§ **TASK ITEM**: Duplicate the part of the Ecoblog post starting at "A recent interview" and ending at "in a career.".

Ecoblog
Miles and meetings
I am writing this blog at home. I have spent the whole day preparing for the Eco-Seminar in November, and I can’t help thinking how much easier it would be to make decisions if all four seminar organizers – my employers – were sitting in the same room with me. I long for shared space and time.
A recent interview with a professor of artificial intelligence in Helsingin Sanomat newspaper stated that ideas get conveyed regardless of the physical distance between people, but things seem a bit more complicated on the art scene.
Art has a physical dimension
Art has a physical dimension. As long as people are embodied and works of art are physical, art is bound to a place. And places are not equal. There is the Ponte Vecchio and there is Helsinki-Vantaa Airport. There is Tate Modern and there is the local library’s entrance hall. The Mona Lisa on video doesn’t feel the same as when seen with your own eyes.
Such meaningful places and encounters prompt people to travel around the art world. New encounters and experiences are sources of inspiration and change, but also necessary steps in a career.
On today’s international art scene traveling mostly means flying. This is a major source of emissions, at IHME it is the biggest, along with heating. When doing emission calculations, it is worth remembering that some emission calculators only show emissions resulting solely from fuel consumption. However, a “radiative forcing index”, which is particularly high in the upper atmosphere (factor 5.2), should be added to these figures. For example, Lufthansa is to start using bio-based fuels, but even switching to biofuels is not a shortcut to happiness. If emissions are to be reduced, we have to rethink why and how we travel.

§ **Referring expression grounding data**:

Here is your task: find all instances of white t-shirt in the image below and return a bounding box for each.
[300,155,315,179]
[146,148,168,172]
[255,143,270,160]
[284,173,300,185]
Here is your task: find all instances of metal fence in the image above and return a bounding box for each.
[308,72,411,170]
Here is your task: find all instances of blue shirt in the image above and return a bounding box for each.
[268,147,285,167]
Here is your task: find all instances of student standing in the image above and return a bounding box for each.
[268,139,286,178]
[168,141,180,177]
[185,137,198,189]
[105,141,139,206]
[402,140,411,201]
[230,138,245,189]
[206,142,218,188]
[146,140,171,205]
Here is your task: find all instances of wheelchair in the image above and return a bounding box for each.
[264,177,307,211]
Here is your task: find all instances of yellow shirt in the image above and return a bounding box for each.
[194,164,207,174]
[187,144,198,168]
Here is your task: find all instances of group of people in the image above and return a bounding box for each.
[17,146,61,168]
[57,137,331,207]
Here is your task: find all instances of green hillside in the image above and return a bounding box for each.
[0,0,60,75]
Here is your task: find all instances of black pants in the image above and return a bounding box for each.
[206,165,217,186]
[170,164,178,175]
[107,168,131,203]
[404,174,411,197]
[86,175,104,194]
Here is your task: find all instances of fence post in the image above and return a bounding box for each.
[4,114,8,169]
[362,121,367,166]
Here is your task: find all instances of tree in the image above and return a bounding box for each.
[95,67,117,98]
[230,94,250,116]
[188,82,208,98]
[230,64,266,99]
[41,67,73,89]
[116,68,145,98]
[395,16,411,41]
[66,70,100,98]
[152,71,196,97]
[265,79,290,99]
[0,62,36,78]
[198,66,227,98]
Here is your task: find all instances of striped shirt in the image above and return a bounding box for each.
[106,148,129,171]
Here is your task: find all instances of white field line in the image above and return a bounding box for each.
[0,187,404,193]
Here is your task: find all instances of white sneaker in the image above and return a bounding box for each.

§ **SOLUTION**:
A recent interview with a professor of artificial intelligence in Helsingin Sanomat newspaper stated that ideas get conveyed regardless of the physical distance between people, but things seem a bit more complicated on the art scene.
Art has a physical dimension
Art has a physical dimension. As long as people are embodied and works of art are physical, art is bound to a place. And places are not equal. There is the Ponte Vecchio and there is Helsinki-Vantaa Airport. There is Tate Modern and there is the local library’s entrance hall. The Mona Lisa on video doesn’t feel the same as when seen with your own eyes.
Such meaningful places and encounters prompt people to travel around the art world. New encounters and experiences are sources of inspiration and change, but also necessary steps in a career.